■ WORK REQUIRED ■
Please set down the entries below once more, exactly.

■ GIVEN DATA ■
- Opening Delimiter -

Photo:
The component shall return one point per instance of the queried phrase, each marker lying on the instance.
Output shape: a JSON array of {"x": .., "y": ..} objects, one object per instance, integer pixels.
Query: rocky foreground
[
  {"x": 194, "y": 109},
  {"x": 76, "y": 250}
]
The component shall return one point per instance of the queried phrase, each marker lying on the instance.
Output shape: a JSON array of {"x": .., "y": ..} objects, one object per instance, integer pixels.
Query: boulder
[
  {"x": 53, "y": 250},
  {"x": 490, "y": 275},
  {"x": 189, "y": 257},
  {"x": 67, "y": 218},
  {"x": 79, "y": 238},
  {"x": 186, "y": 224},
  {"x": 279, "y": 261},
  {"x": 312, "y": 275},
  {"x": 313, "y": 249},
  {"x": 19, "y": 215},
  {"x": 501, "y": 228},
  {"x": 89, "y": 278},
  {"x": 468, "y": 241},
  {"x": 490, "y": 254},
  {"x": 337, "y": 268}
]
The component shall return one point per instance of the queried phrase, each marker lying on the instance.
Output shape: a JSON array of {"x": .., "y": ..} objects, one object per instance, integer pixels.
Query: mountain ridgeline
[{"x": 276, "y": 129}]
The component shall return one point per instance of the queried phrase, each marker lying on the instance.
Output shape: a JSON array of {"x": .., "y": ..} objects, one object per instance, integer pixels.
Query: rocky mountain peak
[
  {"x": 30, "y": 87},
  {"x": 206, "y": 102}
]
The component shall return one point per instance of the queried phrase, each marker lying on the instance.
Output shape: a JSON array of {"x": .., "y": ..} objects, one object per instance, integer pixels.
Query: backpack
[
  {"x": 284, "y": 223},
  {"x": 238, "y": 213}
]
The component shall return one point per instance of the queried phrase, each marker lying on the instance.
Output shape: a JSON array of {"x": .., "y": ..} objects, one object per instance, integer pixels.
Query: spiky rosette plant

- Closing Delimiter -

■ YOUR RESPONSE ■
Photo:
The component shall return one point per instance of the queried phrase, each marker lying on the instance.
Output shape: a JSON array of {"x": .., "y": ..} objects, one object per instance, integer pixels.
Query: rocky foreground
[
  {"x": 194, "y": 109},
  {"x": 76, "y": 250}
]
The component shall return one point per instance of the queried phrase, each marker lying on the instance.
Output shape: a JSON array of {"x": .., "y": ..} objects, one object per instance, integer pixels.
Query: boulder
[
  {"x": 53, "y": 250},
  {"x": 490, "y": 275},
  {"x": 189, "y": 257},
  {"x": 67, "y": 218},
  {"x": 79, "y": 238},
  {"x": 186, "y": 224},
  {"x": 279, "y": 261},
  {"x": 312, "y": 275},
  {"x": 313, "y": 249},
  {"x": 19, "y": 215},
  {"x": 501, "y": 228},
  {"x": 89, "y": 278},
  {"x": 468, "y": 241},
  {"x": 490, "y": 254},
  {"x": 337, "y": 268}
]
The component shall return one point per instance of the queried phrase, each marker lying on the instance.
Output shape: a JSON array of {"x": .., "y": ..} objects, one object per instance, integer pixels.
Query: mountain ridgeline
[{"x": 276, "y": 129}]
The component shall return one point per instance of the queried phrase, each marker lying on the instance.
Output shape: a JSON array of {"x": .., "y": ..} objects, one object per instance, integer pixels.
Query: rocky mountain peak
[
  {"x": 30, "y": 87},
  {"x": 206, "y": 102}
]
The component shall return one point per instance of the queried phrase, each marker lying on the instance.
Output shape: a JSON array of {"x": .., "y": ..} objects, one object per instance, integer pixels.
Query: backpack
[
  {"x": 284, "y": 223},
  {"x": 238, "y": 213}
]
The component shall return one point per instance of the queried phrase, each marker lying on the instance.
Output shape: a JSON array of {"x": .., "y": ..} objects, one object per instance, integer pixels.
Query: spiky rosette plant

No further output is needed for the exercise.